AIM OF THE EXERCISE:
Put the rows below into a Markdown table with the columns Number and Row text, starting at the line that contains "formatted like [156,176]." and continuing up to and including the line that contains "Target: butterfly forewing". Number each line in order and leave out blank lines.

SUPPLIED DATA:
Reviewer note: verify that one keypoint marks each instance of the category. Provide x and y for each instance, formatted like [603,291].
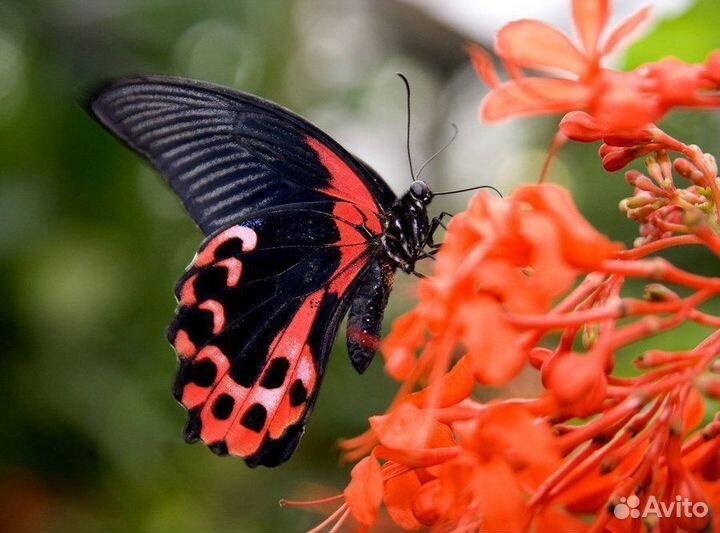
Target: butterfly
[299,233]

* * *

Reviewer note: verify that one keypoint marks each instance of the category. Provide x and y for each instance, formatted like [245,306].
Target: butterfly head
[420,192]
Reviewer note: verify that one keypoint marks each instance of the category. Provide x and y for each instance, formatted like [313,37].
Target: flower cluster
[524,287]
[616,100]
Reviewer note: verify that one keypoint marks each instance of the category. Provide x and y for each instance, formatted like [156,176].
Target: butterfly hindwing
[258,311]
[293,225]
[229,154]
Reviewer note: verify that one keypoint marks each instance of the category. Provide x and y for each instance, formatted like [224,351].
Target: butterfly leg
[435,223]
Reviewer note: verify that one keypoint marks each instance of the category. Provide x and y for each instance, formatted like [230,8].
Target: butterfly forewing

---

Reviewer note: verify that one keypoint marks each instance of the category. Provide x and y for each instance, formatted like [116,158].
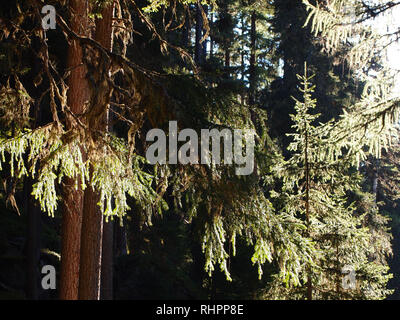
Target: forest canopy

RESPONSE TO THE EXERCISE:
| Number | Row text |
|---|---|
| 1 | Reviewer note: verify that one keypoint marks each instance of the category. Provide x and y for each instance, formatted like [156,176]. |
| 2 | Target: butterfly hindwing |
| 3 | [258,311] |
| 4 | [293,225] |
| 5 | [229,154] |
| 6 | Reviewer note: verify that one keypoint marks each instance of the category. Provide x and y for each instance, formatted like [224,351]. |
| 7 | Target: butterfly leg |
| 8 | [435,223] |
| 9 | Reviewer note: verify that one keypoint marks each instance of the category. Provide x and y for each instance, formatted like [230,8]. |
| 10 | Target: butterfly forewing |